Brief —
Gather every line in the entries below that contains the string "right".

Data for processing —
===============
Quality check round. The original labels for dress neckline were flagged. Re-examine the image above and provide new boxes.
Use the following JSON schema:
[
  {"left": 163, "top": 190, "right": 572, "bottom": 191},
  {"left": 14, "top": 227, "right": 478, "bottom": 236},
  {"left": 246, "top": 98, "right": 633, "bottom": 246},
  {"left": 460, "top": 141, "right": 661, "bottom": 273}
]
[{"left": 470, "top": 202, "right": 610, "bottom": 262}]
===============
Problem solution —
  {"left": 163, "top": 190, "right": 572, "bottom": 191},
  {"left": 14, "top": 227, "right": 478, "bottom": 236},
  {"left": 246, "top": 98, "right": 633, "bottom": 246},
  {"left": 460, "top": 141, "right": 661, "bottom": 273}
[{"left": 470, "top": 202, "right": 610, "bottom": 262}]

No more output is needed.